### Reading passage
>> START

ON MARCH 1, 1879, the Victoria Temperance Hall in Buxton Road opened its doors to an eager audience.

Built by the Huddersfield Temperance Society in the heyday of the temperance movement, it gave them a purpose-built home nearly 50 years after their foundation in 1832.

For the next few decades it was also a valuable addition to the town’s stock of public buildings, available for a range of events beyond the temperance movement. Latterly it served as one of the town’s first cinemas, Pringle’s Pictures, before its demolition in the 1930s

The Temperance Hall’s impressive columned entrance front was an entirely appropriate prelude to the large lecture/meeting room beyond and historians can be forgiven for assuming that the whole building was a single architectural project of 1878-9.

However, only the hall itself was newly built then, constructed over what had been the rear garden of a mansion called Nether Croft, built some 60 years earlier.

The house itself became a club and reading rooms for the Temperance Society’s members, but this was only the last chapter in Nether Croft’s complicated history.

Piecing together the surviving evidence, we are now sure that Nether Croft, a gracefully proportioned late-Georgian house, was built for the Lockwoods, a family of wool merchants and manufacturers who had built up a business empire on the east side of New Street from the 1770s.

>> END

### Exercise 1
Which dates or periods written in figures appear in the history of the Victoria Temperance Hall?
### Exercise 2
Can you carry the history of the Victoria Temperance Hall forward from its last sentence?

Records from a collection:
>> START

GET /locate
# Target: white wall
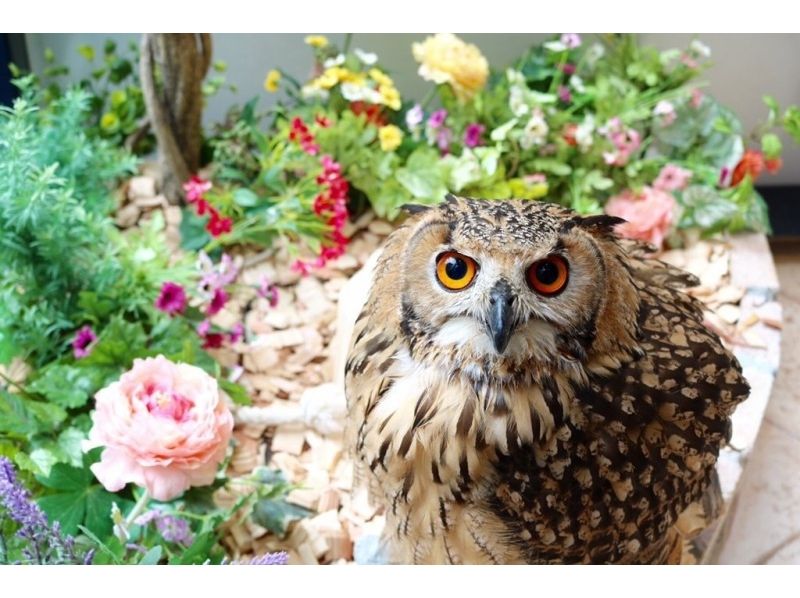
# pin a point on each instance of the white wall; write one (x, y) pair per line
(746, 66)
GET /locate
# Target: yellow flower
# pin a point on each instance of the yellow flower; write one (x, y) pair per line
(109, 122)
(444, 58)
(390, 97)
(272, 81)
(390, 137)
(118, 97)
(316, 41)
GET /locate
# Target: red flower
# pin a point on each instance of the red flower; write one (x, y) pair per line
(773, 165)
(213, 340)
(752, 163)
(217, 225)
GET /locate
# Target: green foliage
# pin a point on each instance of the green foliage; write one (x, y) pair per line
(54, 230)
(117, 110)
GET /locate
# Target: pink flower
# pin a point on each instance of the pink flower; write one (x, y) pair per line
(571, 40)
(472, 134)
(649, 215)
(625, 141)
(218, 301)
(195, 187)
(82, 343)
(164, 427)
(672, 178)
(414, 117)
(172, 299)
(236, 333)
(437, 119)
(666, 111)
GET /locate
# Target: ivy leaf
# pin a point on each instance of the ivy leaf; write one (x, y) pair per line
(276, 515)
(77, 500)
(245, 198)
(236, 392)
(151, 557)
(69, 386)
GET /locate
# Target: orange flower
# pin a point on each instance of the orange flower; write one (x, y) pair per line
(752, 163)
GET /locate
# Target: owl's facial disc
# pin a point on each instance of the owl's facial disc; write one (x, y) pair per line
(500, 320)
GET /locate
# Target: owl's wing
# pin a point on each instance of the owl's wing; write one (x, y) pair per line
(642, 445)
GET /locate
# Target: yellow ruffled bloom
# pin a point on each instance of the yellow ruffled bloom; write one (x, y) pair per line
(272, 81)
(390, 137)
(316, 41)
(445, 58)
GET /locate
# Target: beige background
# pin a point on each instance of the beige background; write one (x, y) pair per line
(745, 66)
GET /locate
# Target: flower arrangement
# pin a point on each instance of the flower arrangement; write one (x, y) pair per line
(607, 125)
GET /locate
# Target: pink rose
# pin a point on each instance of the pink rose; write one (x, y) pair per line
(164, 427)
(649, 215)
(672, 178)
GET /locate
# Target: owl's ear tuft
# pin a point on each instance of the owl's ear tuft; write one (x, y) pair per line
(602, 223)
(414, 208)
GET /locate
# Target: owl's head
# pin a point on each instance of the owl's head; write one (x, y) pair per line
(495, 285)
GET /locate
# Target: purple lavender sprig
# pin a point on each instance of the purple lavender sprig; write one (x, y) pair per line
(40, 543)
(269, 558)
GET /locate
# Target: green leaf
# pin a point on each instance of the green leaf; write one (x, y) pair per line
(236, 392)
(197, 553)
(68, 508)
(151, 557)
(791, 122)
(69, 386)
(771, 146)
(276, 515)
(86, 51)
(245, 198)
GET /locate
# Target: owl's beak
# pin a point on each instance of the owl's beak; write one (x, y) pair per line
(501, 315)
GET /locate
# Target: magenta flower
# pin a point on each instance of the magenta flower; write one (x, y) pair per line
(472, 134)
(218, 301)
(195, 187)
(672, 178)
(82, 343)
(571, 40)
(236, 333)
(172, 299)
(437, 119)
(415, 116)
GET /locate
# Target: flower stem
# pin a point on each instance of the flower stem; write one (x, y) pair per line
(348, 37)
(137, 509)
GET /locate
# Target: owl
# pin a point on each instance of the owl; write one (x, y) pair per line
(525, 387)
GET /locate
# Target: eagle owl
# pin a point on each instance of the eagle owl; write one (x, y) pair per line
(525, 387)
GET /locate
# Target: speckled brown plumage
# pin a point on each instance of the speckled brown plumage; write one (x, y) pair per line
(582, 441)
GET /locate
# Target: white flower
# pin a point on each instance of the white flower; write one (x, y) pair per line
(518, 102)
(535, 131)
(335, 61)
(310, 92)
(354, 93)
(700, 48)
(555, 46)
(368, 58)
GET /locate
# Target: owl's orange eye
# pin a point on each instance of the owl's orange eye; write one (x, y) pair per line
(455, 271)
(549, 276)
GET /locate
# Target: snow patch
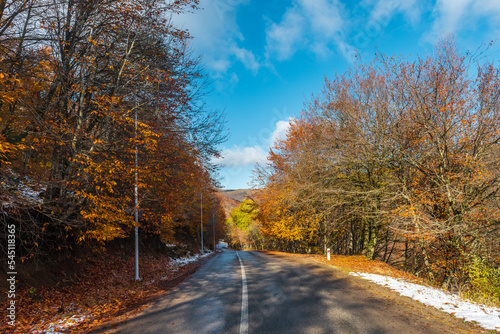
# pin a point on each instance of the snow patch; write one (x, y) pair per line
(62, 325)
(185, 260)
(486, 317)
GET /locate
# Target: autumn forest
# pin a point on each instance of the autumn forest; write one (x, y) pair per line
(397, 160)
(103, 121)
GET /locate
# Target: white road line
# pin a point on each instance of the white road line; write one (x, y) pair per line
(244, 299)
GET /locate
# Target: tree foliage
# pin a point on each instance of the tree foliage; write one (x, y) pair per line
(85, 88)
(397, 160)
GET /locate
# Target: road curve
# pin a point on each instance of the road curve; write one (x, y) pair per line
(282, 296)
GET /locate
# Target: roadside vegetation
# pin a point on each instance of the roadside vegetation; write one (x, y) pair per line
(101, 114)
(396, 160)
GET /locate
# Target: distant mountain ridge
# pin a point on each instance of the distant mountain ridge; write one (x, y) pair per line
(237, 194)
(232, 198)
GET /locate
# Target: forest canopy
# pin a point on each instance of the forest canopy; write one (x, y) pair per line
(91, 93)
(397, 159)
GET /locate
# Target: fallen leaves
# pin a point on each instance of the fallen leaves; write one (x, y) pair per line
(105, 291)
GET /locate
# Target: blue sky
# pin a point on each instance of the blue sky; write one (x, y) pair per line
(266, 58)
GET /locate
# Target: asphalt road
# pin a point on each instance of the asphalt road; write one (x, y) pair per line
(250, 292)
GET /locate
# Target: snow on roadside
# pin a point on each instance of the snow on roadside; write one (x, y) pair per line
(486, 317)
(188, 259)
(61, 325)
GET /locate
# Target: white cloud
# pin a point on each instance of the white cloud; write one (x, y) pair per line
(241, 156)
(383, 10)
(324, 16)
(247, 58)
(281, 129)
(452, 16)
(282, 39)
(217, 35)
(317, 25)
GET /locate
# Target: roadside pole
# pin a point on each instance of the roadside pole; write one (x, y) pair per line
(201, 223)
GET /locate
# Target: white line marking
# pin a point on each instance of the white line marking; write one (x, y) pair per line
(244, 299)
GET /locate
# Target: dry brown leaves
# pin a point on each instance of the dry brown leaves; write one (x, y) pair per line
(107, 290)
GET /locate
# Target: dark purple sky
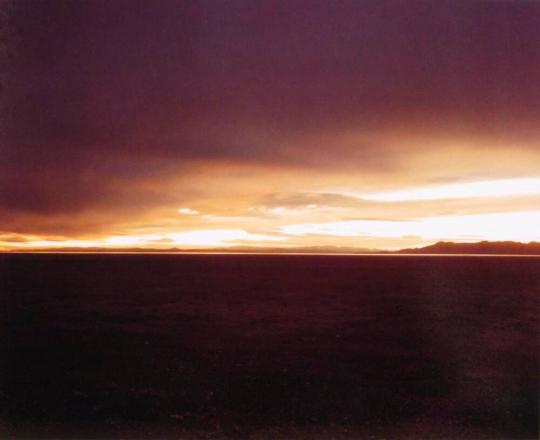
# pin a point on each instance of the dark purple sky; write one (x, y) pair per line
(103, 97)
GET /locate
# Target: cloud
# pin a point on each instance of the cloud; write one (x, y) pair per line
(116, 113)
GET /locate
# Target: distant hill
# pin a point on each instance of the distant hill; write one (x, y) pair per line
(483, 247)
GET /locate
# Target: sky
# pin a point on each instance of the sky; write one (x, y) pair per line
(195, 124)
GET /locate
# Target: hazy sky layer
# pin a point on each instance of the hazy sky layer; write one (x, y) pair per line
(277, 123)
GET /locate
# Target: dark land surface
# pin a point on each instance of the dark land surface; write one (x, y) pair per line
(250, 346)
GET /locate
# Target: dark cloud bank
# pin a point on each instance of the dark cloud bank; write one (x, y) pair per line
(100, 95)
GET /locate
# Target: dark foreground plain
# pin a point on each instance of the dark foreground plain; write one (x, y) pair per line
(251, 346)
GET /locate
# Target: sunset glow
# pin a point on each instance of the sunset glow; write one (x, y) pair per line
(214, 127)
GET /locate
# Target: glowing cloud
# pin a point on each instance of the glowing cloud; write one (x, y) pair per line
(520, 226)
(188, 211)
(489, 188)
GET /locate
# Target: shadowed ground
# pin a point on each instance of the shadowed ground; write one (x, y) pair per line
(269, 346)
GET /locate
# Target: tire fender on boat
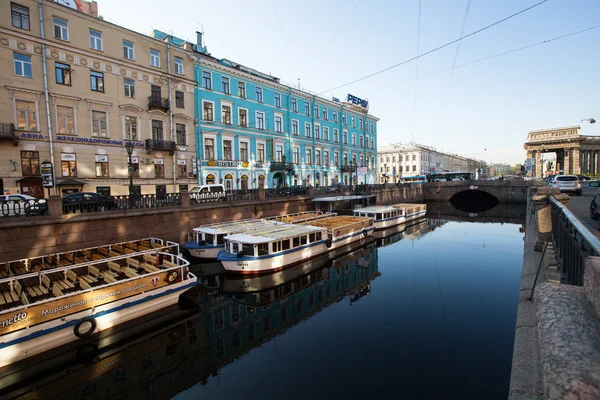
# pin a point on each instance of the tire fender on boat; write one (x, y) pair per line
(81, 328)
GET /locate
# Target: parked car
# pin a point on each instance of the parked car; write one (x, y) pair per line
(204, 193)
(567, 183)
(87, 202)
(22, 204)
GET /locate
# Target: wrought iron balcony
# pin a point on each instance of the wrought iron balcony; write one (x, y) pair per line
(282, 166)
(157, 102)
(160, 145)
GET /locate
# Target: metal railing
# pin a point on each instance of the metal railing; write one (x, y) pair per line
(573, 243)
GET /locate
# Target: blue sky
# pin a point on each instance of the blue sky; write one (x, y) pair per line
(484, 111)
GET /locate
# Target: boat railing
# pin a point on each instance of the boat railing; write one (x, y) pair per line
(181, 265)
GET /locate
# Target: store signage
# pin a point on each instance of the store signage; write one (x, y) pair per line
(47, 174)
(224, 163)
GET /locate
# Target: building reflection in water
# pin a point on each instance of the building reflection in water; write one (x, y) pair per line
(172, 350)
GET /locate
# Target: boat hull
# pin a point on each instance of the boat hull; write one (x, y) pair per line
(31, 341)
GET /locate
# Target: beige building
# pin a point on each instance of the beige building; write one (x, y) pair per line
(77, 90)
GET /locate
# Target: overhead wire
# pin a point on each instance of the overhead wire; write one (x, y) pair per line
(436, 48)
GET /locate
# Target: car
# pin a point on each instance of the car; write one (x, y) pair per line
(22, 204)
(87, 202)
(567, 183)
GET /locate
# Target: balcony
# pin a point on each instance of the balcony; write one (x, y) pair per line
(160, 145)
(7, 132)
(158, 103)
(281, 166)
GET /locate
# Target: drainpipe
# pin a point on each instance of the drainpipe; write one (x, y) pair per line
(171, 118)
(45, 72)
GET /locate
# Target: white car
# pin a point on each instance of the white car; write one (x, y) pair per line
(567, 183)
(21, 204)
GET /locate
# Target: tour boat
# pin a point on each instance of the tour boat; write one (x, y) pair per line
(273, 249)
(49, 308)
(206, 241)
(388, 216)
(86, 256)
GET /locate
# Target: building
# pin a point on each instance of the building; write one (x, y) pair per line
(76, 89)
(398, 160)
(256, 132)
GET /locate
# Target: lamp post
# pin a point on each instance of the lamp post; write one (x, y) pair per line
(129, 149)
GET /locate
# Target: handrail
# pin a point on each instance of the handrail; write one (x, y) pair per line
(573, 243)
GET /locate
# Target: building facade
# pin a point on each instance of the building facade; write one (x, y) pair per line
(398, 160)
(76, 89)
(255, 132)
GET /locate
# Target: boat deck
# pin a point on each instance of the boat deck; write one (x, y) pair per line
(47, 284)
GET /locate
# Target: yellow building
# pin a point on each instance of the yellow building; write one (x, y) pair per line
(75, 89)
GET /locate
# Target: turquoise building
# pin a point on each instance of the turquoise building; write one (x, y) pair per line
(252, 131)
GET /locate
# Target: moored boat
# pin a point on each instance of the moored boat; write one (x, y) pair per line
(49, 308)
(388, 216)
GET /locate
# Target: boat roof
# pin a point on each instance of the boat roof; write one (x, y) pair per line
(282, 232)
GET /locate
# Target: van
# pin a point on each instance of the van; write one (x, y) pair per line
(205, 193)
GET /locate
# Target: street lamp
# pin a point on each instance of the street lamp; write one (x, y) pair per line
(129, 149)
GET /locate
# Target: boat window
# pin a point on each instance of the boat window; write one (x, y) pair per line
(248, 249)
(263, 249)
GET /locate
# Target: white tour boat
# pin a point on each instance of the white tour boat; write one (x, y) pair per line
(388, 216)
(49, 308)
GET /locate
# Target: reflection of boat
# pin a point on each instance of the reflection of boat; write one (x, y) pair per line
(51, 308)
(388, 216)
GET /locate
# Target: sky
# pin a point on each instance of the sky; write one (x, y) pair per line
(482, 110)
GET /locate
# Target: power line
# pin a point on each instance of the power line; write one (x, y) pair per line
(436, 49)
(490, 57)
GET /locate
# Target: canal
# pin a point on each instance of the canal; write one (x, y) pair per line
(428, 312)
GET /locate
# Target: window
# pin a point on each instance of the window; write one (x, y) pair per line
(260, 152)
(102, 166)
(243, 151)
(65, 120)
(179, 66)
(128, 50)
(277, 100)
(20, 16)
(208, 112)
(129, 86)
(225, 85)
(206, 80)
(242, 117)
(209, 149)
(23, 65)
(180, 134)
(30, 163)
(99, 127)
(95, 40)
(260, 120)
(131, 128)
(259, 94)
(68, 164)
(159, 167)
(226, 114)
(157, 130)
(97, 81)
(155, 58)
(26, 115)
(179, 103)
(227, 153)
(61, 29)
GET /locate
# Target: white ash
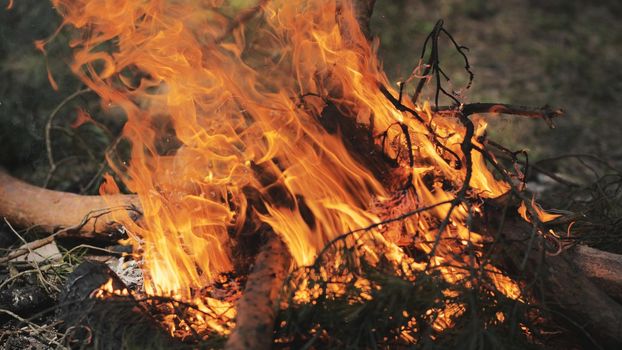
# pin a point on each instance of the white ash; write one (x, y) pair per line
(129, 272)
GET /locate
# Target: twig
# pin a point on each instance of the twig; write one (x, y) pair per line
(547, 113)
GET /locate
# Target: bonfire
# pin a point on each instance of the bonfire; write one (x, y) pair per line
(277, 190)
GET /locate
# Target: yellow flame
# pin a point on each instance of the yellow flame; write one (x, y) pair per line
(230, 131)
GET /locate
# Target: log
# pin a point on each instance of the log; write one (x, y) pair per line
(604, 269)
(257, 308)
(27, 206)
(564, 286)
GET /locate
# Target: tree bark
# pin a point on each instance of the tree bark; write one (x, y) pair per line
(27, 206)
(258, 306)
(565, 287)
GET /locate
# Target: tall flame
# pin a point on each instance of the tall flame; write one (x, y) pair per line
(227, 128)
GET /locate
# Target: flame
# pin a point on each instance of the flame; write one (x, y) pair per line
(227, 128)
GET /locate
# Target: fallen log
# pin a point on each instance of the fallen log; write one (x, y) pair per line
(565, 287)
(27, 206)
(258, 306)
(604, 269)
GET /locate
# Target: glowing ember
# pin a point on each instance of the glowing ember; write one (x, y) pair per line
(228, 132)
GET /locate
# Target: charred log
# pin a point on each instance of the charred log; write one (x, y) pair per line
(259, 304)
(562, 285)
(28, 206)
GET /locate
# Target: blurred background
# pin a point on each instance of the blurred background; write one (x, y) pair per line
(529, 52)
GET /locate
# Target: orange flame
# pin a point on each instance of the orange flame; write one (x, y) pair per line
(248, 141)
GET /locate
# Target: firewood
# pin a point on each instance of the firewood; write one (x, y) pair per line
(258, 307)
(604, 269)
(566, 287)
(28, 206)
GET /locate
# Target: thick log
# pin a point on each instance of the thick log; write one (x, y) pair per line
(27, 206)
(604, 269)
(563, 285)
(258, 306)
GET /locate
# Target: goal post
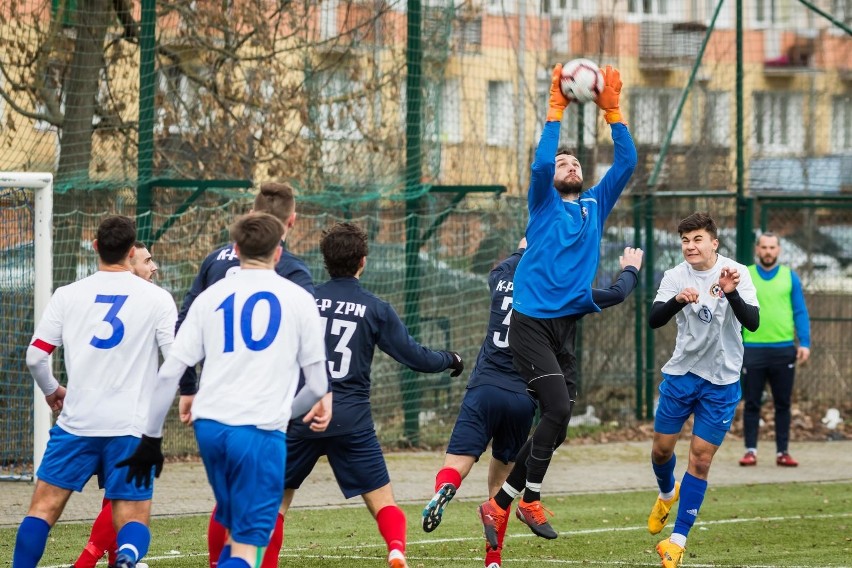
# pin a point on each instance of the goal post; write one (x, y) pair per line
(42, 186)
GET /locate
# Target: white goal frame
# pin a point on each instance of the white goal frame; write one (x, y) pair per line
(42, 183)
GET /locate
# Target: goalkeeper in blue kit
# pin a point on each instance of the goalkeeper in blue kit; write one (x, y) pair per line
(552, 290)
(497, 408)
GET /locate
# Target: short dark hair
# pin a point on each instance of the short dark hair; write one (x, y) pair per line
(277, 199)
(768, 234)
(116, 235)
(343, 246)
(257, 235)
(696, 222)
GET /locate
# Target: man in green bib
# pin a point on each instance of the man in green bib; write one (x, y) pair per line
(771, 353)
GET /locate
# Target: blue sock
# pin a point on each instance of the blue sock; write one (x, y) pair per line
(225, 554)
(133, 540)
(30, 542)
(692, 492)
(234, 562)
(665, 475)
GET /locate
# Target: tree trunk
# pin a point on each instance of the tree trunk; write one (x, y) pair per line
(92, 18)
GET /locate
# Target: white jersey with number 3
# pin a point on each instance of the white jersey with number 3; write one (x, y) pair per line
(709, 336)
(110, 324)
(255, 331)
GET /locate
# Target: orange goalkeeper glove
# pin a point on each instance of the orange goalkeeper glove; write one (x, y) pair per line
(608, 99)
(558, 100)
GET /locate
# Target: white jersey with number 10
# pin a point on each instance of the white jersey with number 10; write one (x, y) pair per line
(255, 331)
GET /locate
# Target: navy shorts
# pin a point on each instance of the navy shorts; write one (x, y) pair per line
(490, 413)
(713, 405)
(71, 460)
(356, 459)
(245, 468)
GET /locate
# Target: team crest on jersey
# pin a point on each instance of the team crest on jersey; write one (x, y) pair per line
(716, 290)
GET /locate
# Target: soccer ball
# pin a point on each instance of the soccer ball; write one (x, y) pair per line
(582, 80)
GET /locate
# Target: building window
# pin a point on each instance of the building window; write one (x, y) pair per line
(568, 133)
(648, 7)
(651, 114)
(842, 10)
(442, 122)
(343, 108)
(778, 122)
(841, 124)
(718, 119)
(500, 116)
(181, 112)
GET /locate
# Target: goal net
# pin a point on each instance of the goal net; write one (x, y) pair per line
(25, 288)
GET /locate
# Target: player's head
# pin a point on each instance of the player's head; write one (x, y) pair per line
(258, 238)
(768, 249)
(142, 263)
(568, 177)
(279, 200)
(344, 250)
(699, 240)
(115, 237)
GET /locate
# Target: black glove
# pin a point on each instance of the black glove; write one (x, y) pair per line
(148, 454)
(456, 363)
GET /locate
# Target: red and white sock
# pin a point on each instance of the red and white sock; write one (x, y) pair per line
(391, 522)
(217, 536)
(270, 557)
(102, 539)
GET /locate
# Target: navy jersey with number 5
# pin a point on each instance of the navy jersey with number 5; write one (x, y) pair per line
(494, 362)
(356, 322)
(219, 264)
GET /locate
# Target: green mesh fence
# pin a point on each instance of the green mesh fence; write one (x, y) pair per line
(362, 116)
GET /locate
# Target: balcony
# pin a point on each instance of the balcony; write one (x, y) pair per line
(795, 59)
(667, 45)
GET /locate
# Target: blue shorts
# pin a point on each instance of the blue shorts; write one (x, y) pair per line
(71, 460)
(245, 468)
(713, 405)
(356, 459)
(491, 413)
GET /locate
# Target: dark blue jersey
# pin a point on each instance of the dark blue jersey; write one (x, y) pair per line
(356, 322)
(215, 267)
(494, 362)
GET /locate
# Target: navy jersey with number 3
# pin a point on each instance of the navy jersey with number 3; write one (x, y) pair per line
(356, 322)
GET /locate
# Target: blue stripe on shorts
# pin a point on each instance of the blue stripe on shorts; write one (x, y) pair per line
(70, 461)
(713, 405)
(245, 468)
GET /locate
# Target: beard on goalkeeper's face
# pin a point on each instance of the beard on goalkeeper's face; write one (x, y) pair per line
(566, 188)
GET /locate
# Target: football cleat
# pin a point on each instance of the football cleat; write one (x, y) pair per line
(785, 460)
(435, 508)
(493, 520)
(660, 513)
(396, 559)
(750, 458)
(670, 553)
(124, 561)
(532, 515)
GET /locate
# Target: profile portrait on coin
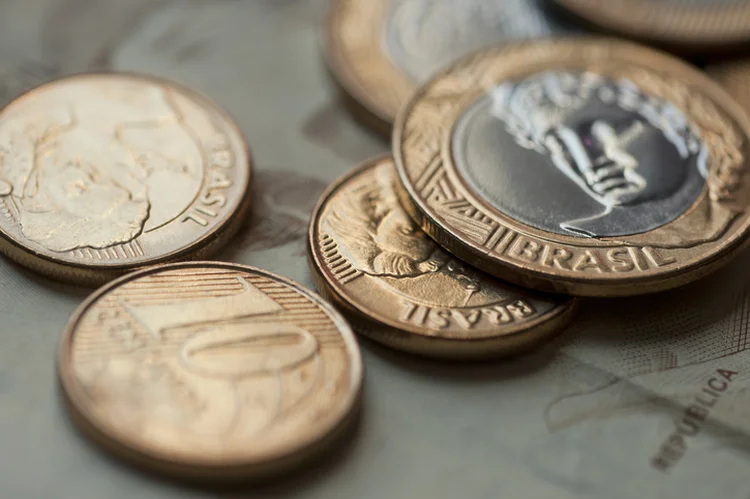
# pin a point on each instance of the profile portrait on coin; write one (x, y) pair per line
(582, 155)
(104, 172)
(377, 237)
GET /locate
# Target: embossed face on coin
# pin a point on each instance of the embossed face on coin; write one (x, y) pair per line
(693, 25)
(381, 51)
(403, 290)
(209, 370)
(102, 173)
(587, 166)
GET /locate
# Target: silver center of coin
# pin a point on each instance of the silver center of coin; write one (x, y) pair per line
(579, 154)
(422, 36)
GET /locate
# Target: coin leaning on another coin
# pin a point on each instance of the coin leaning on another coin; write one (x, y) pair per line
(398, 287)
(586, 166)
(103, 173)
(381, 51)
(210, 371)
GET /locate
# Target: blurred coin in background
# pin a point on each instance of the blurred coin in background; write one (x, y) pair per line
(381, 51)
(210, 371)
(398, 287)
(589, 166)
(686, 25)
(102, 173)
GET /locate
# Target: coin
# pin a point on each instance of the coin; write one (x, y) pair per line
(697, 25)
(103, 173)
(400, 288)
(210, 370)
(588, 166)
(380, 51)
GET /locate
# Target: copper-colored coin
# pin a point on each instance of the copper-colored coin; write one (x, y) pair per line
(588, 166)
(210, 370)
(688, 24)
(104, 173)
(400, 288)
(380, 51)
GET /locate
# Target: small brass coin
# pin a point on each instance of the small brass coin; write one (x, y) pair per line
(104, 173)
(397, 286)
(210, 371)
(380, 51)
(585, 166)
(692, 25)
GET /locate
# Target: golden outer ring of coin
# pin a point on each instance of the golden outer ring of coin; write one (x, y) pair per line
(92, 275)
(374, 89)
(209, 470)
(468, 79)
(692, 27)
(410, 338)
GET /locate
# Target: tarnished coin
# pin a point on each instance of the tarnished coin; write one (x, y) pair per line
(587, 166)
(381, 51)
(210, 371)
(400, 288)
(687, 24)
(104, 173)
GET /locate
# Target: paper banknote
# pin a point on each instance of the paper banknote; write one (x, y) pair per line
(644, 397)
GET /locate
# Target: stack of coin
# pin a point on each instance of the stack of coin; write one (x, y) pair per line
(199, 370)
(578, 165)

>> END

### Exercise output 1
March 1, 1879; 1832; the 1930s; 1878-9; the 1770s

### Exercise output 2
William Lockwood had a lease of ‘Nethercrofts’, a little further south, in 1807 – probably just a small piece of vacant land at this time – and by the mid-1820s Thomas Lockwood was living in a substantial house there with at least four reception rooms and bedrooms above to match.

With hindsight we know that the north-west slopes of the town – Highfields, Edgerton and Greenhead Park – were destined to become the prime residential suburbs.

But in the early 19th century New Street, according to an author who recalled the period, “was inhabited by some of the first families of that time” – he lists several fine houses there – while a four-storey mansion down the hill in Lockwood was on the market in 1820. So the open land in between must have seemed a good choice of site for a grand new home.

Although we know it was there by 1825, the exact date of construction is unknown. However, architectural evidence points to the 1816-19 period.

The design of the house was one of exceptional sophistication. Aspects of the façade suggest someone intimately familiar with current London avant-garde stylistic thinking. Certainly, this was a design way beyond the capabilities of the local craftsmen/designers. The most likely candidate as architect is Robert Dennis Chantrell (1793-1872), who had just completed a seven-year pupilage with John Soane, England’s leading architect of the late-Georgian period.

Through Soane, Chantrell is known to have been acquainted with just those fashionable London buildings that were echoed by Nether Croft. Between 1816 and 1819 he was working as an assistant to William Bradley, a minor Halifax architect, before launching his own career in Leeds where he specialised in the design of churches and familiar local examples include Farnley Tyas, Honley and Armitage Bridge.

Nether Croft has significant stylistic links to three other buildings of the 1816-19 period in and around Halifax which, following some recent discoveries, are almost certainly by Chantrell.

But Thomas Lockwood was not to enjoy his opulent home for long.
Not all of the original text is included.